### WORK TASK 1
In the pregnancy blog post, why is the writer so nervous about the Gestational Diabetes test on Monday? Answer in one to three sentences.
### WORK TASK 2
Write the next paragraph of the pregnancy blog post, picking up right after its final sentence.
··· SOURCE TEXT ···
Rachel Knows

Rachel Knows... She's Gonna Bitch Some More!


I know all of my blog readers and friends on Facebook are probably up to their ears with hearing me bitch and moan about my pregnancy, but here is a little more. I have never felt as low about myself as I have these past couple of months. I just feel awful pretty much all day long. There are maybe a couple of hours a day where I feel like maybe I can tolerate a trip to the grocery store or a walk around Target. When I come home from that though I always feel 10 times worse and end up puking like crazy, so even that isn't worth it. I'm on these horrible steroids that have made my face and neck swell up like crazy and I hate even looking at myself in the mirror. My self-esteem hit an all-time low about a week ago when I was feeling down and thought to myself, "I think a cute, little haircut will make me feel better!" That was the worst idea ever. I went to Great Clips. Definitely a place that is pretty much at the bottom of places I'd like to choose, but Mr. Cheapskate didn't want to go anywhere else. I should have just left my hair alone instead of going there. Long story short, I got the worst hair cut I've ever gotten. It has layers and is short as hell and I HATE IT! I would have told her to stop after she got it all even and a little bit above my collar bone, which looked nice, but I thought she was done because it is basically what I asked for. I never mentioned layers. I also need to add that I was nauseous from the moment I sat down. I think my subconscious knew that this was going to be a mistake. I also couldn't quit staring at my horribly swollen face and neck sticking up out of the apron they put on you when you get your haircut and I just wanted to sob. After the first layer was cut I knew I had to let her finish because I couldn't go out in public with just one layer. I guess that may have been better than how it ended up, but how was I to know.
I have the Gestational Diabetes test on Monday at my appointment. I'm a nervous wreck about that because A. I hate eating or drinking new things. It makes my panic and anxiety go through the roof. So that will be a horrible panic attack experience. and B. I read that this crap makes women feel terrible and throw up who are perfectly healthy. This stuff is going to make me blow chunks faster than you can say, 'blow chunks." I don't want to feel horrible and then puke in a waiting room with other people around. I threw up in public once in the 3rd grade and it scarred me for life. I can only imagine being an adult and doing it. Plus, I don't want to have Gestational Diabetes. Who wants that? My Dr. said that the steroids increase the chance of Gestational Diabetes, so I guess I shouldn't be surprised if I do have it. I'm just 100% over being pregnant. I just want my precious little baby girl to be here and for this to be over.
··· DATASET ···
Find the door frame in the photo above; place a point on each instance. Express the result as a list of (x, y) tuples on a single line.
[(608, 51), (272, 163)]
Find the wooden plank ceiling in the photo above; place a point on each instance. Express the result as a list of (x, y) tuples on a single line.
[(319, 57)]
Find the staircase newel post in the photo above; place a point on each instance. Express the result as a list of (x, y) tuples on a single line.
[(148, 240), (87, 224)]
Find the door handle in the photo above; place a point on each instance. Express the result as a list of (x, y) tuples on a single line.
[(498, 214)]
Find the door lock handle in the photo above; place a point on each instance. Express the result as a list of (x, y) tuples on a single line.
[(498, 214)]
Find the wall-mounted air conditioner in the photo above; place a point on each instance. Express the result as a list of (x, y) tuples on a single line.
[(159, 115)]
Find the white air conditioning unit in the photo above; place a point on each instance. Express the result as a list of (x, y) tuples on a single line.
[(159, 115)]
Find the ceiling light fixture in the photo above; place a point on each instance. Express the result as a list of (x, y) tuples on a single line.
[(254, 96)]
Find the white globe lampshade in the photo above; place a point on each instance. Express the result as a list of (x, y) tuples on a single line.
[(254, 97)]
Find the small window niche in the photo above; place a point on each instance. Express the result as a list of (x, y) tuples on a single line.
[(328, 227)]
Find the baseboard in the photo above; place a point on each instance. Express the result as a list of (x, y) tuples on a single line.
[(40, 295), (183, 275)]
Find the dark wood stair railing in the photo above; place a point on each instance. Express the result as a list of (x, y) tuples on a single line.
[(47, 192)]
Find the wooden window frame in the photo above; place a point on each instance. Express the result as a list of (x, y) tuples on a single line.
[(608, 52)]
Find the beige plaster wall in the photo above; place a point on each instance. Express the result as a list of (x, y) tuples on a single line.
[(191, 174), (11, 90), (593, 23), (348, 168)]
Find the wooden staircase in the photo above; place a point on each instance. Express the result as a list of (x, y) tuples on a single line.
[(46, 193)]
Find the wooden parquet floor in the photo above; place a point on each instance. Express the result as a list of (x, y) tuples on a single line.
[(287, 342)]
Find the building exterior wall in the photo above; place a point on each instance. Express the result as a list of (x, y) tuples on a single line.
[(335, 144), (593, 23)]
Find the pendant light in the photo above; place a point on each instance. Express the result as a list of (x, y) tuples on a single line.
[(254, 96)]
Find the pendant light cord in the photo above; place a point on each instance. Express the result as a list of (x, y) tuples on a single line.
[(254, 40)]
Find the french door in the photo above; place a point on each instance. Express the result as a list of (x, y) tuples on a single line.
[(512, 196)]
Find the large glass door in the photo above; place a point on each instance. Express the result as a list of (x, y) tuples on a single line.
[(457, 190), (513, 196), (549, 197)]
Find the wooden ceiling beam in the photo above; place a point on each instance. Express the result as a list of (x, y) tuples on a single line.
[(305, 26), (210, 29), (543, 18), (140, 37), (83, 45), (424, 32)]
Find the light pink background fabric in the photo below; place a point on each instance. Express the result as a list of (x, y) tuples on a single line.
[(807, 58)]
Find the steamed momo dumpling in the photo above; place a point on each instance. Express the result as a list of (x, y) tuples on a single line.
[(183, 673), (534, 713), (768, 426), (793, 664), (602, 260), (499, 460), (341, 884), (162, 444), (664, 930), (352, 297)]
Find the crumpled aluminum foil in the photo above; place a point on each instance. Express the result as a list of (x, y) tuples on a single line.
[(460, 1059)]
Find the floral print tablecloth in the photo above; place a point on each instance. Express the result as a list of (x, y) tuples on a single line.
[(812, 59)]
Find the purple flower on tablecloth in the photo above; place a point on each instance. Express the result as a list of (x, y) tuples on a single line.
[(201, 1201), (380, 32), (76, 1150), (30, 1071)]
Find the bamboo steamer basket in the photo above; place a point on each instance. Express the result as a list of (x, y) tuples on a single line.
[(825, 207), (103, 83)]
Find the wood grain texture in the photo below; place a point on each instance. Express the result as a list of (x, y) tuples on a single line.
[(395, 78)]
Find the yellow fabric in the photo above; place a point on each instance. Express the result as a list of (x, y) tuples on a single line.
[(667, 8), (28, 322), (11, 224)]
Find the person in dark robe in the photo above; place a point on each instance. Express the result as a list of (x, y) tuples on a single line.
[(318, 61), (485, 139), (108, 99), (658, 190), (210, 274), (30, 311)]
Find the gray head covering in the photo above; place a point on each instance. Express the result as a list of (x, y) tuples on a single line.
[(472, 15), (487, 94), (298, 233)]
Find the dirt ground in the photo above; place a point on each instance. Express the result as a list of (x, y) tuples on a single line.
···
### WRITTEN REPLY 1
Eating or drinking new things sends the writer's panic and anxiety through the roof, so the test promises a horrible panic attack. The writer has also read that the test makes even perfectly healthy women feel terrible and throw up, and dreads vomiting in a waiting room with other people around after being scarred by throwing up in public in the 3rd grade.

### WRITTEN REPLY 2
I'm trying to think if there is anything else for me to bitch about. Oh yeah, I had to go to the E.R. again. I thought I was having contractions, but they were Braxton Hicks. I was pretty sure that's what they were, but after talking back and forth with my doctor all day and him telling me that since they weren't getting any better to go to the E.R., I went. I'm glad I did go, because I ended up being dehydrated again and had to get I.V. fluids for the third time during this pregnancy. Lucy's heart rate was accelerated because of my dehydration. I can only imagine how bad my dehydration would have been had I not been drinking 2-3 mug fulls of my 34 oz. Bubba mug. I was astonished when they told me I was dehydrated again. I also had a low grade fever, which shocked me as well. I think all of this is just taking a huge toll on my body. I just hope Lucy is okay and that all of this and the medicine isn't harming her. None of the medicine is supposed to pass through the placenta to her. I just hope that is truly the case. It would be much more dangerous though for me to be throwing up everything and not getting any nutrients or staying chronically dehydrated than for some of this medicine to pass through. At least that is what I'm telling myself... I suppose I'm done bitching. Woe is me. Ha-ha!